**** Dataset extract ****

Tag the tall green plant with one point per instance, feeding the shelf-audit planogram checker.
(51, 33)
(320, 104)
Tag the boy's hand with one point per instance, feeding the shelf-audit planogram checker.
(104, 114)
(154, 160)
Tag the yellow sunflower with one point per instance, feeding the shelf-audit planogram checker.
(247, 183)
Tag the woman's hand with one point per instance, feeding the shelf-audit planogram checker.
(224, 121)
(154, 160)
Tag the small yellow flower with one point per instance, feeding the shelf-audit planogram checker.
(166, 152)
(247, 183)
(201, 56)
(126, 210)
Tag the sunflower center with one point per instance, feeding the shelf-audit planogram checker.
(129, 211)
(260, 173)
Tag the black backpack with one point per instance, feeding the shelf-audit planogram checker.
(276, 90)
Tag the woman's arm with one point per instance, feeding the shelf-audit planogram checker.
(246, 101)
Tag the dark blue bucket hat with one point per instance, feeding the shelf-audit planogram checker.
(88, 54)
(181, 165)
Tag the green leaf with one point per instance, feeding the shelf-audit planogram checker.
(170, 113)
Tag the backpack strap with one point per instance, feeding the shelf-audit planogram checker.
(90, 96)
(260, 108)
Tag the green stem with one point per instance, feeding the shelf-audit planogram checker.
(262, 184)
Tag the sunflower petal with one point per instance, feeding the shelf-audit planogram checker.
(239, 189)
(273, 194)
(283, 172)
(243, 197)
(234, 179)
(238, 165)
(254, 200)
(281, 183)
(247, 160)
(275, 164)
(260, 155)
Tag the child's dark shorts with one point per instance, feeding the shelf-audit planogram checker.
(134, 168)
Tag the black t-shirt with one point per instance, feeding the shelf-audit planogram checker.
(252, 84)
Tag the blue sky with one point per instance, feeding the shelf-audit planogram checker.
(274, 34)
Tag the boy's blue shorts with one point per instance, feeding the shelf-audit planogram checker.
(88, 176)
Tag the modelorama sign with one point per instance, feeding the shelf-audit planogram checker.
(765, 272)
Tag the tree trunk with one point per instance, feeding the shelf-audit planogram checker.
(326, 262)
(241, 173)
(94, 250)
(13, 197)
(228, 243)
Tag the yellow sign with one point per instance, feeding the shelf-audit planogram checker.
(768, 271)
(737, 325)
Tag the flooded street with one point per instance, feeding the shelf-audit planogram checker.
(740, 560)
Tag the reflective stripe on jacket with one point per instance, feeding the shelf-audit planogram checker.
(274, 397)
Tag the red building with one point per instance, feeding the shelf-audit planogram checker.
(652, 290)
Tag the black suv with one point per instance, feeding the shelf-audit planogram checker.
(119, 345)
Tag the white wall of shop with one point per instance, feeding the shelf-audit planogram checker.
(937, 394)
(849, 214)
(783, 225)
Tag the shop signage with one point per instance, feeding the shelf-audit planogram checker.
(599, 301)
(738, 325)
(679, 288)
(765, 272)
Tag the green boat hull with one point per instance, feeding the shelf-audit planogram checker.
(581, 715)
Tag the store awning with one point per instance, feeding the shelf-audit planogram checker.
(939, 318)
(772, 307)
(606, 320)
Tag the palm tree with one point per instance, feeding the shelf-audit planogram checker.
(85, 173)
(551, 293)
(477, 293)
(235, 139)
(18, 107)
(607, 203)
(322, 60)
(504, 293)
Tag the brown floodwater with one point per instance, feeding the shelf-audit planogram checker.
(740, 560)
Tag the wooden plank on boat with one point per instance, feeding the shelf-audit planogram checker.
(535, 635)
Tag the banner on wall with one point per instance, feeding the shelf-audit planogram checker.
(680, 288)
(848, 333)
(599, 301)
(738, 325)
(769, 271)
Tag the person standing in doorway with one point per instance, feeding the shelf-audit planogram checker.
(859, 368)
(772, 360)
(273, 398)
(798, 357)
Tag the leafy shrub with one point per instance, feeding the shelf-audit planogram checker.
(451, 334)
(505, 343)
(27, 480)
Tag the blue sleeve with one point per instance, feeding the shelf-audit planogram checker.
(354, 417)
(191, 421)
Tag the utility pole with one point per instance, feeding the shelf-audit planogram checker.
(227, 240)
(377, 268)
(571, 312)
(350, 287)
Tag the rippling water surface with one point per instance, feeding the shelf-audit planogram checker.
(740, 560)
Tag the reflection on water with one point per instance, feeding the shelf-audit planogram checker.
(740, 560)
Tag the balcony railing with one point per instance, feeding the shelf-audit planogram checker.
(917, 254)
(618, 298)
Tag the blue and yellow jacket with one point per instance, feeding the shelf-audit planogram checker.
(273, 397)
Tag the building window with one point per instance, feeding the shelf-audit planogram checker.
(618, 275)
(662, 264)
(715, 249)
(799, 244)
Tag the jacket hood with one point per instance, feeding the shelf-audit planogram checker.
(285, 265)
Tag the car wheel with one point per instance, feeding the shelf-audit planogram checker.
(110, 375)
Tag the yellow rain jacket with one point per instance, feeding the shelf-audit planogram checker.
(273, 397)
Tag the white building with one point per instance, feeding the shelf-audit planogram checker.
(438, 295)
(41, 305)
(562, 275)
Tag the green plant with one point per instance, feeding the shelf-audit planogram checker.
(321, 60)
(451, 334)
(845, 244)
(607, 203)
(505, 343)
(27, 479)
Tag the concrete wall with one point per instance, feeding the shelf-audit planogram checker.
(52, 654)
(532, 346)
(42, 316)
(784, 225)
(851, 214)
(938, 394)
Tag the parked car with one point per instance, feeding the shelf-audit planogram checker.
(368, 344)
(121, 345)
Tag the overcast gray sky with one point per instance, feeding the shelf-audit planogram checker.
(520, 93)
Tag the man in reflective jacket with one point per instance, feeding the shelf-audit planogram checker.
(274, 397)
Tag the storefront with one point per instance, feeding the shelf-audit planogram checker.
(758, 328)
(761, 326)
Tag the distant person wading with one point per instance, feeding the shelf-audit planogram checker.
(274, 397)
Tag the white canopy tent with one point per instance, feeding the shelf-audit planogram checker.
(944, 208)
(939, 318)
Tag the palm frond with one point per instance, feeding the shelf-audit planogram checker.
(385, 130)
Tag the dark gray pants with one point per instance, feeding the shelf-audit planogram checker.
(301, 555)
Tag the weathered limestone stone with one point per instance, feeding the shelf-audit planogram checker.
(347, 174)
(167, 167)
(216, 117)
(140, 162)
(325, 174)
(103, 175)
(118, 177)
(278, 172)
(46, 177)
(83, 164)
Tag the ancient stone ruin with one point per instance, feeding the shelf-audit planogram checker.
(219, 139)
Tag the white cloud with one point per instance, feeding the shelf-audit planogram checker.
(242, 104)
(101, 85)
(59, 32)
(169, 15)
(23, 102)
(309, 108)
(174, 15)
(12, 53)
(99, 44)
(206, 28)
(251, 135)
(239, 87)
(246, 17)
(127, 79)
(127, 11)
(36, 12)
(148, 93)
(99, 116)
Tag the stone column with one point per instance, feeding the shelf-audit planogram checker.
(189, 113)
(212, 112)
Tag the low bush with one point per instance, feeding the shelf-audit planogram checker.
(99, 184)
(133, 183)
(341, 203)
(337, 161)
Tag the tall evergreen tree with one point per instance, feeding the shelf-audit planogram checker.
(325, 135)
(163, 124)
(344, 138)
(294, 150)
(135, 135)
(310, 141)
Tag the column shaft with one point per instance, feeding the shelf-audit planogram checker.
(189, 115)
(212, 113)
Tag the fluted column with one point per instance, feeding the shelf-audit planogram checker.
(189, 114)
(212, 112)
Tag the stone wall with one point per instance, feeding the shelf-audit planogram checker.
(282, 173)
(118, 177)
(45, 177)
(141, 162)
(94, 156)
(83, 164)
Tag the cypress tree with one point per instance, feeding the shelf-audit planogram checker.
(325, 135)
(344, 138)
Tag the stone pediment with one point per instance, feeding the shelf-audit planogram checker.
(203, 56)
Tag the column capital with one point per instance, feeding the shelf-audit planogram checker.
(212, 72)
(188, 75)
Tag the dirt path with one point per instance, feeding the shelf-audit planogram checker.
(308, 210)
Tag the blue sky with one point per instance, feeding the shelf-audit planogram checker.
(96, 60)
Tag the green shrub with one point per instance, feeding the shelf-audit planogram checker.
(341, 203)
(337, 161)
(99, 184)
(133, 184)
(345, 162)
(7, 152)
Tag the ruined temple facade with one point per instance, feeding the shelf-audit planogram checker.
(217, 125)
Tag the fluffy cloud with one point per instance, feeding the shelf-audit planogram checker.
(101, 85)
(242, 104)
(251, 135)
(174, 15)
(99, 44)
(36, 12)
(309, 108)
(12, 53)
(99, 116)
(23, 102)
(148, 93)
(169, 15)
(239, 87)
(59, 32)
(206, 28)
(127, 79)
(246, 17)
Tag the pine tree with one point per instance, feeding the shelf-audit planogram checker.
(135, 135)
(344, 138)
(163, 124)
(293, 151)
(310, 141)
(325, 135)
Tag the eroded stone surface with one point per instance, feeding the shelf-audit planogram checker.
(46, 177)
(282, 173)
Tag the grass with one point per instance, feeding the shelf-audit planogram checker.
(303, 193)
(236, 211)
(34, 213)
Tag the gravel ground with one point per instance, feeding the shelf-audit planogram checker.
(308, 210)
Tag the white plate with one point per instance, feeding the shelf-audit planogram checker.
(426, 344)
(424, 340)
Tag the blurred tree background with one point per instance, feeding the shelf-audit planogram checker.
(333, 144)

****

The response should contain only a verbatim copy of the lines from the line with "Tag the grass" to the final line of the records.

Exercise response:
Tag the grass with one point per instance, feeding the shelf-audit planogram checker.
(303, 193)
(236, 211)
(34, 213)
Tag the gravel ground with one point per instance, feeding the shelf-audit planogram checker.
(308, 210)
Tag the white plate with one point per instance, feeding the shelf-audit planogram checker.
(426, 344)
(424, 340)
Tag the blurred tree background with one point per instance, feeding the shelf-audit planogram checker.
(333, 144)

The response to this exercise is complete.